**Work required:**
Could you copy out, word for word, the lines of the data below, beginning with the line that contains "TARGET: grass" and continuing through the last line of the data?

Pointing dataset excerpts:

----------

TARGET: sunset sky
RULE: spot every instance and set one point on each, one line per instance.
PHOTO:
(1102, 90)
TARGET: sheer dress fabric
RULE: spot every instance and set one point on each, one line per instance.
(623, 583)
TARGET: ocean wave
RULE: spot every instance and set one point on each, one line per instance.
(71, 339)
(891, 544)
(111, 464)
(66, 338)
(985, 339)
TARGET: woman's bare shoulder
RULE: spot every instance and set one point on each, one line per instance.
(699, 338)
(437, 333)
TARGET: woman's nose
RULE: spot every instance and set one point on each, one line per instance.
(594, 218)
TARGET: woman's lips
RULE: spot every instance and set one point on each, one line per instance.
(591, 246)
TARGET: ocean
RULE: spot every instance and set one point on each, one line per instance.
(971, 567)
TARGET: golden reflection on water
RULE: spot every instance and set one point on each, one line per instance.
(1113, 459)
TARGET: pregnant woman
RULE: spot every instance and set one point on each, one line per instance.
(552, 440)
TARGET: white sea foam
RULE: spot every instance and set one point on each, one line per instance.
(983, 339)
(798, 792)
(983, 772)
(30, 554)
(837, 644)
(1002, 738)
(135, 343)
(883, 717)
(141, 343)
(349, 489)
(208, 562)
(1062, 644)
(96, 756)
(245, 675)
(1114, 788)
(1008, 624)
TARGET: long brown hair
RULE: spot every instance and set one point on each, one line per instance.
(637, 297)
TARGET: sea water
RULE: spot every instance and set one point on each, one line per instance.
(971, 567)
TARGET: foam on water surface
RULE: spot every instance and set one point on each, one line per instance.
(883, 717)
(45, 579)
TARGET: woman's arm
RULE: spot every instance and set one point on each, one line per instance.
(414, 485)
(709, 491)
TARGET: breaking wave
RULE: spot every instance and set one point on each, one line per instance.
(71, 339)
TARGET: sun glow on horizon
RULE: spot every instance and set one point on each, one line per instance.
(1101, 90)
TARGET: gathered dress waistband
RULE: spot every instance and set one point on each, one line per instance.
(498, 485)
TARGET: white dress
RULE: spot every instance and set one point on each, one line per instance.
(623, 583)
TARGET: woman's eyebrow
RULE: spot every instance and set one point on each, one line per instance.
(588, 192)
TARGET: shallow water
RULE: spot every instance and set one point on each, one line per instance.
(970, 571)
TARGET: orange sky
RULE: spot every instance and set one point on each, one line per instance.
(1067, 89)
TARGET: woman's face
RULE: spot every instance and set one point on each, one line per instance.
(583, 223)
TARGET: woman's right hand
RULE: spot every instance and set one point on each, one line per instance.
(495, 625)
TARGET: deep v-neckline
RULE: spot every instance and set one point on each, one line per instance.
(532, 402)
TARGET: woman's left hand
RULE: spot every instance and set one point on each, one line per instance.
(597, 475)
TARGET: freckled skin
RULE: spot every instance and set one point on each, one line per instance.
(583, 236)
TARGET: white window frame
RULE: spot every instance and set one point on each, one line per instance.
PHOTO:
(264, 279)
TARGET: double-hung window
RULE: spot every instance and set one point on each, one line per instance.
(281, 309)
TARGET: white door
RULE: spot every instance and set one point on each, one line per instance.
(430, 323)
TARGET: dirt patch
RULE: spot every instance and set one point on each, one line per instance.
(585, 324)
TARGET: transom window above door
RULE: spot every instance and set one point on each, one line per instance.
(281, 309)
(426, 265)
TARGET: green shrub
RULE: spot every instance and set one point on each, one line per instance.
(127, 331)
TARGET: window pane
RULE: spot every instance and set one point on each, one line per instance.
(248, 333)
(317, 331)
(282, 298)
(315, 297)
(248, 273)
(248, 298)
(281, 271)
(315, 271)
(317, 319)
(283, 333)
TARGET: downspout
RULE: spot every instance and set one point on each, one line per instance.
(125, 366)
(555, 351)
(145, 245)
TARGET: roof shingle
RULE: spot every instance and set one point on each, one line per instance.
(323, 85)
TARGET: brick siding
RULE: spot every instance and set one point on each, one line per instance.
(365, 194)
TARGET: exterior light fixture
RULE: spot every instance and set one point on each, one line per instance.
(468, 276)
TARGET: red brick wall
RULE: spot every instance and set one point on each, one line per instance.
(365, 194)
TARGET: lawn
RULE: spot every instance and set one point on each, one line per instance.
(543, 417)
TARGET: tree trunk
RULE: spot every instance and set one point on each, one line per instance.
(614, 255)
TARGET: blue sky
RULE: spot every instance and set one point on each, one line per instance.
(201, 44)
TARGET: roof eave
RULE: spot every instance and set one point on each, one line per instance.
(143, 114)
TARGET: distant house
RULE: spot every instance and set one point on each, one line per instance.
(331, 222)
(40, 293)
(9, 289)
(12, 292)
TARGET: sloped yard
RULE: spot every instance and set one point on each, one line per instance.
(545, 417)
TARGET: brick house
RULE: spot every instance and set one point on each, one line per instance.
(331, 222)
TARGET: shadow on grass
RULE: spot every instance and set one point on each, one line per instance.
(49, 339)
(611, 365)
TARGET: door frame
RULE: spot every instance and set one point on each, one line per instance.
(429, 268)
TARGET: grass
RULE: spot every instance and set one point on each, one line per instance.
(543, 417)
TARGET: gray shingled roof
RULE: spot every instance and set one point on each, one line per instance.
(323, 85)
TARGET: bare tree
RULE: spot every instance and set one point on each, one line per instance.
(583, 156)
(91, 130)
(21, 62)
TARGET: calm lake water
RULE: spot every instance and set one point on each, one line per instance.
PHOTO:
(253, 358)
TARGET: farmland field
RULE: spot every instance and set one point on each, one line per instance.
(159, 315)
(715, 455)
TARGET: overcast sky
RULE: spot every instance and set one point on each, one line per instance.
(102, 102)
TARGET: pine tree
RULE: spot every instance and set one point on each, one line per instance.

----------

**Answer for the task:**
TARGET: grass
RULE: spot every instance and set one point on each, one line per instance.
(543, 417)
TARGET: gray shingled roof
RULE: spot every instance and set one point on each, one line per instance.
(323, 85)
TARGET: bare tree
RULE: spot every instance and set one point on each, one line per instance.
(583, 156)
(91, 130)
(21, 62)
TARGET: calm lake water
RULE: spot every instance and set one point on each, one line per instance.
PHOTO:
(253, 358)
TARGET: farmland field
RULE: spot every instance and set one point on each, one line per instance.
(159, 315)
(715, 455)
TARGET: overcast sky
RULE: spot every instance and set one point on each, one line per instance.
(102, 102)
TARGET: pine tree
RULE: spot every instance and set one point on each, one line per instance.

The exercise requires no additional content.